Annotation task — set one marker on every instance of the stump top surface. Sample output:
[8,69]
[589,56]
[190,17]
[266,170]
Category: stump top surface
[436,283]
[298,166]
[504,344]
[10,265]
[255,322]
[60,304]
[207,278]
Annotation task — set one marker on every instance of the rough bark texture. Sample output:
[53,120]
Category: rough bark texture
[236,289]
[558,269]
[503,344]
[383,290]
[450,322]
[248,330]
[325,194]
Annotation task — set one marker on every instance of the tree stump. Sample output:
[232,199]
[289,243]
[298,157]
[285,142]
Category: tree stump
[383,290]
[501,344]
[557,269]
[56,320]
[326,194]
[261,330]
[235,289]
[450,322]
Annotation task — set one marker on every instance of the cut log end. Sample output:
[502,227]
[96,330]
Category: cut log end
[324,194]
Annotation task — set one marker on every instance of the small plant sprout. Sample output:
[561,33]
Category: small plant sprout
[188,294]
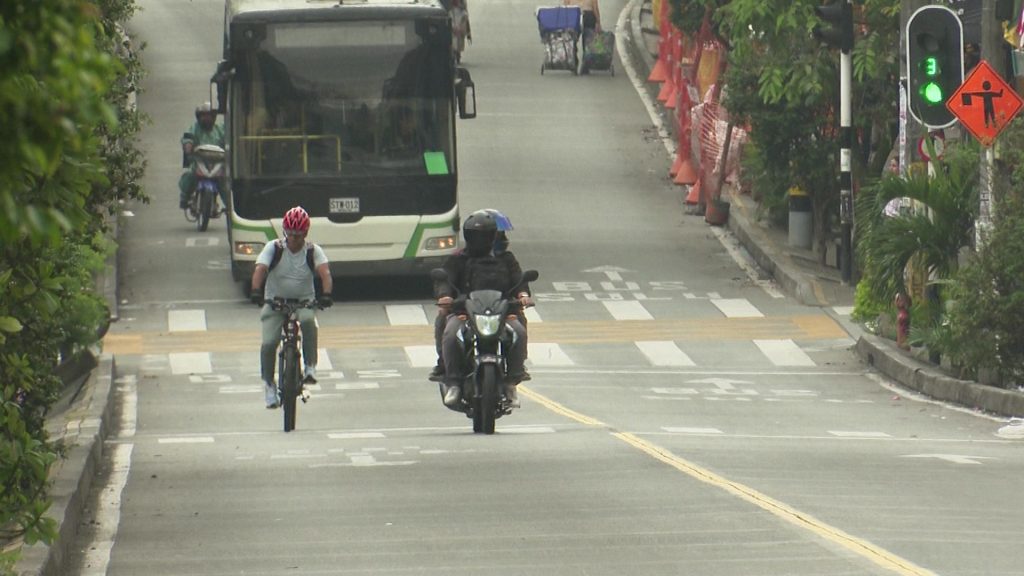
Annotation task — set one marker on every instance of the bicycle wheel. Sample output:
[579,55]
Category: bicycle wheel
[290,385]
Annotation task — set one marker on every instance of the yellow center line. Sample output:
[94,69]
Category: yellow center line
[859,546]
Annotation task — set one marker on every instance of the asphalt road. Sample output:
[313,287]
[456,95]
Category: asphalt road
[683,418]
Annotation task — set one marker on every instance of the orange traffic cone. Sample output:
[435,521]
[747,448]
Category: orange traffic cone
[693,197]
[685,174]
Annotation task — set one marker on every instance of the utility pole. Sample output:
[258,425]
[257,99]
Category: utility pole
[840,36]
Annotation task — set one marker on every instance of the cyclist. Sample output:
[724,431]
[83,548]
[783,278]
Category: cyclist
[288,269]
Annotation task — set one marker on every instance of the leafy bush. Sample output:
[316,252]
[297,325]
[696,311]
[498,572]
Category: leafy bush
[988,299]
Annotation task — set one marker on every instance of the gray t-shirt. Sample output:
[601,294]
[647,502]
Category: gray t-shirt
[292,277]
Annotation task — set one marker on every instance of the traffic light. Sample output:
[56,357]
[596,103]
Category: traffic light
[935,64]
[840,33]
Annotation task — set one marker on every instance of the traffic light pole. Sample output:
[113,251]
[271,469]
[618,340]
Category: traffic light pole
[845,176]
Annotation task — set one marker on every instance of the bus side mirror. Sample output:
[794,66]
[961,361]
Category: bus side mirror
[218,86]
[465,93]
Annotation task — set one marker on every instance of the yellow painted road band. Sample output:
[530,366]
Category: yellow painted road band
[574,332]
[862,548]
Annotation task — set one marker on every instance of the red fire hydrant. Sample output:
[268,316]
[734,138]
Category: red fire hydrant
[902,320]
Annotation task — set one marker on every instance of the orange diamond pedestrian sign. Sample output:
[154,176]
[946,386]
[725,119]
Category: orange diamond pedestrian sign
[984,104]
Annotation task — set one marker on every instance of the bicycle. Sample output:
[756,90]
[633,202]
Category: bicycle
---
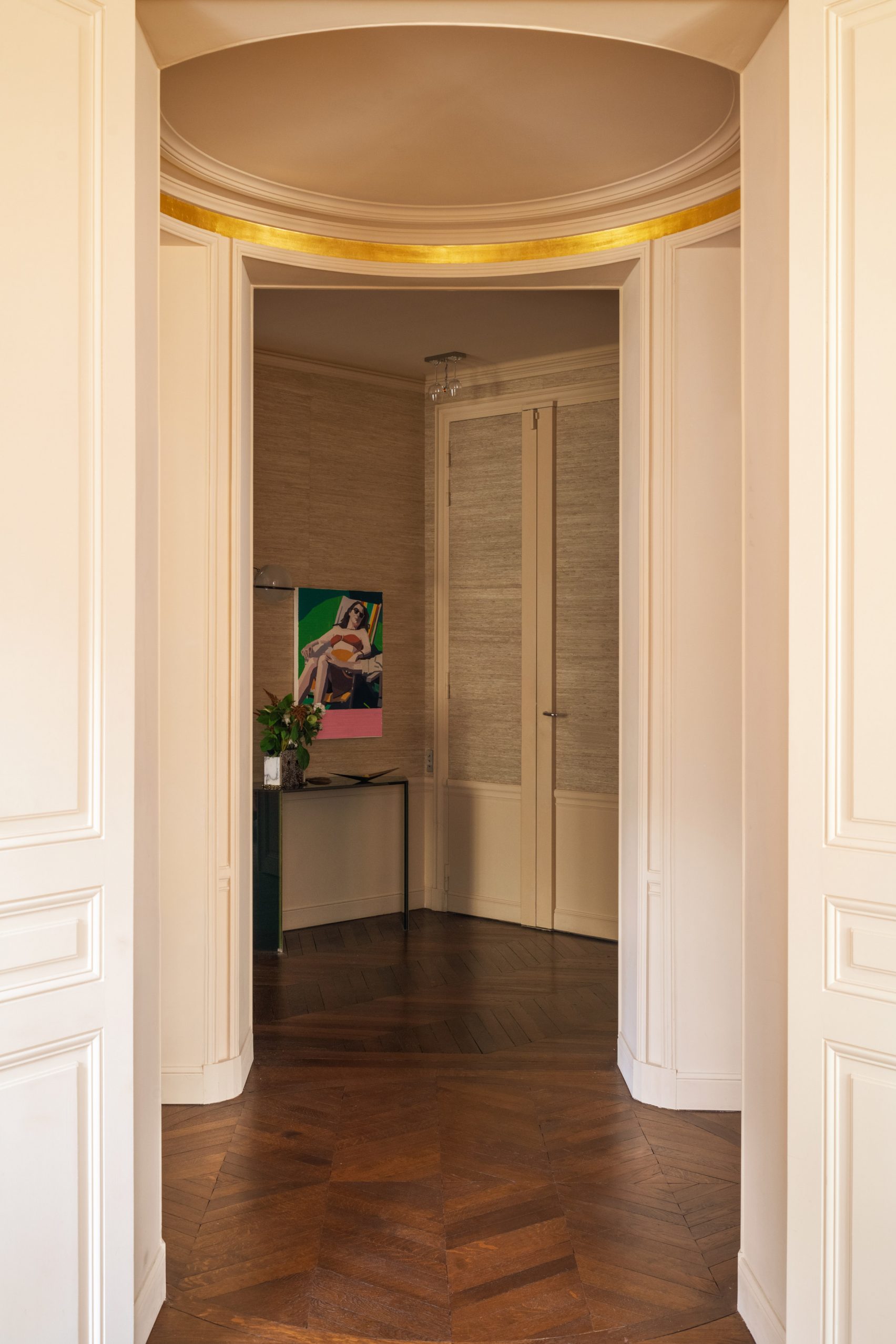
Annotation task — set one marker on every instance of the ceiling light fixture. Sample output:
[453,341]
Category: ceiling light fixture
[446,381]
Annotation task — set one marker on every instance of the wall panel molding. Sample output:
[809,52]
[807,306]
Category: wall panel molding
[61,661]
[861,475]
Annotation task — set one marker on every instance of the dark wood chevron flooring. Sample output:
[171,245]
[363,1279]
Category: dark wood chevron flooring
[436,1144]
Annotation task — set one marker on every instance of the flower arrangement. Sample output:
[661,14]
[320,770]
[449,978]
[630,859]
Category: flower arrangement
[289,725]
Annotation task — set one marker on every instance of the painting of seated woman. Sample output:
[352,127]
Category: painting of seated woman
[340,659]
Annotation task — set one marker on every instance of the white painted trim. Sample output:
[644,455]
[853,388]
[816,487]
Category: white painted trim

--- Aim of the task ---
List each line of the items above that contains the word "sign".

--- Correct answer ---
Annotation task — set one marker on every instance of the orange diamond pedestrian sign. Sample output:
Category: orange diamond pedestrian sign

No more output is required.